[Saved data entries]

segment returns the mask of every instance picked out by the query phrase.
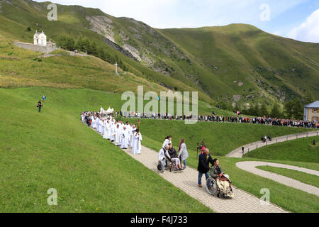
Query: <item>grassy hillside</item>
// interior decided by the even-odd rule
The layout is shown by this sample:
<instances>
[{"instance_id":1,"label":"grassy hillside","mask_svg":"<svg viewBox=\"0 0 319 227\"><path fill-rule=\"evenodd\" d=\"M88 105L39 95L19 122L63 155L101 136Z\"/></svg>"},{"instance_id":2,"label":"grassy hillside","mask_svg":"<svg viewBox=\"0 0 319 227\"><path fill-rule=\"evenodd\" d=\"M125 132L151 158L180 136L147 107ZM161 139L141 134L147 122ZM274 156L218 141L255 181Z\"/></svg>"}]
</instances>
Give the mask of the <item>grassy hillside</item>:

**Task details**
Copy the lines of these entries word for word. Do not include the pictures in your copy.

**Output of the task**
segment returns the mask of every instance picked out by the query phrase.
Query: <item>grassy hillside</item>
// interior decided by the even-odd rule
The layout is shown by this sample:
<instances>
[{"instance_id":1,"label":"grassy hillside","mask_svg":"<svg viewBox=\"0 0 319 227\"><path fill-rule=\"evenodd\" d=\"M88 105L39 95L19 122L63 155L101 136Z\"/></svg>"},{"instance_id":2,"label":"grassy hillside","mask_svg":"<svg viewBox=\"0 0 319 227\"><path fill-rule=\"evenodd\" d=\"M125 132L151 158L180 136L147 107ZM161 139L141 134L147 122ZM274 156L218 141L255 181Z\"/></svg>"}]
</instances>
Give the mask of the <item>grassy hillside</item>:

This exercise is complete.